Task brief:
Return verbatim the line containing "Question: Can you locate the man's hand" together with all lines that follow it, through the end of the records.

[Text-to-region grounding data]

==========

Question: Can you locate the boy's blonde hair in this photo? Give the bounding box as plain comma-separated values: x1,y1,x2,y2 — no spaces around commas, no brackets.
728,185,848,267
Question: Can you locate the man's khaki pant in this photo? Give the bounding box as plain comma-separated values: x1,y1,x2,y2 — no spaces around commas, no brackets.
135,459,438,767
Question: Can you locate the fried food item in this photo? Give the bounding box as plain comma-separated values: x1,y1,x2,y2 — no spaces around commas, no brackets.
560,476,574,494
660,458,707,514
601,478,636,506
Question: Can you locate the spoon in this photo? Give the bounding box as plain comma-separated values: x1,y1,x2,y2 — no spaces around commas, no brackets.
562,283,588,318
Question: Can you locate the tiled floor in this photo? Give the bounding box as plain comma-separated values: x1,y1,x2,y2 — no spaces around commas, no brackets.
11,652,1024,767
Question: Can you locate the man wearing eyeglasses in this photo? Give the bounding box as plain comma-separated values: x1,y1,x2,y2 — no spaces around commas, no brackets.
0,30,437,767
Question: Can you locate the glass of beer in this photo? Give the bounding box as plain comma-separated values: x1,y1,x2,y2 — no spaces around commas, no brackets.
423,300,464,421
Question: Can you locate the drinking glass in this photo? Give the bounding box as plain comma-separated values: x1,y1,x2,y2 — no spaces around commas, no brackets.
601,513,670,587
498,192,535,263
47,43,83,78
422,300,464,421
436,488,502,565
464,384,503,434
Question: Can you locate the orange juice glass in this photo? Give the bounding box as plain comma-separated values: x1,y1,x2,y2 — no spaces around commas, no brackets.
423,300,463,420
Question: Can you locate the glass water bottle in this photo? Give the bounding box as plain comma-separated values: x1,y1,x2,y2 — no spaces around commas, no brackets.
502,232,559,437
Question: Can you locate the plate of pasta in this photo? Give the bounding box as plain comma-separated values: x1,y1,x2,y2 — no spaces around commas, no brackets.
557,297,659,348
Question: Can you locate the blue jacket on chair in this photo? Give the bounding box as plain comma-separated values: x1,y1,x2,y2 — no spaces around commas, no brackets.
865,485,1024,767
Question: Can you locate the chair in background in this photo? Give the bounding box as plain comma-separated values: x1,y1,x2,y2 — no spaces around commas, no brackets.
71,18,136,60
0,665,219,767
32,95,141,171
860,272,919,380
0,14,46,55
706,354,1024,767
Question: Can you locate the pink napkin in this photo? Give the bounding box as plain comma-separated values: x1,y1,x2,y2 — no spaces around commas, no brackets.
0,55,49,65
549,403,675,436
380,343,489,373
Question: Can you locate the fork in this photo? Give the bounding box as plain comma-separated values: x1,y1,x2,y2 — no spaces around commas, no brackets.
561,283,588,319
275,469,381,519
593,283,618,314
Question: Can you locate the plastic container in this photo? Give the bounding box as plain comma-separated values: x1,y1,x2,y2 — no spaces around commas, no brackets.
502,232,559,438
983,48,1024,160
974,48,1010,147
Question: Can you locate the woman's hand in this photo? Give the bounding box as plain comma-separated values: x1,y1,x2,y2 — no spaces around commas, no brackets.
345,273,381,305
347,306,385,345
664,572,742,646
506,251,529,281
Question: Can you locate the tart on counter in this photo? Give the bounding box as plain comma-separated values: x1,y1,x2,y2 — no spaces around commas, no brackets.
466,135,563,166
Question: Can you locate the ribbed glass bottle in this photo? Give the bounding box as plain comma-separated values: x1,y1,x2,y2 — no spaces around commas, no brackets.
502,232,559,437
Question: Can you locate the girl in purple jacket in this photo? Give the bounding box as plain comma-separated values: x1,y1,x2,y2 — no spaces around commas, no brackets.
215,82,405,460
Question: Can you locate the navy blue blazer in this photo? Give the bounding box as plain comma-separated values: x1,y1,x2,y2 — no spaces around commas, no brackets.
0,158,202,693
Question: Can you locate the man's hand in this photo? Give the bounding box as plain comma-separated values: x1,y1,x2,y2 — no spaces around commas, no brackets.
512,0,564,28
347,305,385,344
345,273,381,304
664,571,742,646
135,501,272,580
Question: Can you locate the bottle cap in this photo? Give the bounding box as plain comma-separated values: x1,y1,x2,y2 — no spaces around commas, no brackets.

==========

The answer:
Question: Can you locate the man's hand in this photo? Give the bounding box as plain comma-separated values: x1,y1,x2,y2 — no spaces around commas, no brackets.
512,0,564,28
347,305,385,344
345,273,381,304
664,571,742,646
135,501,272,580
Question: Can you locate the bottle cap in this photo? Give the bounding box as plain comma-separated values: x1,y1,x2,y2 — no spaces around commas, no brackets.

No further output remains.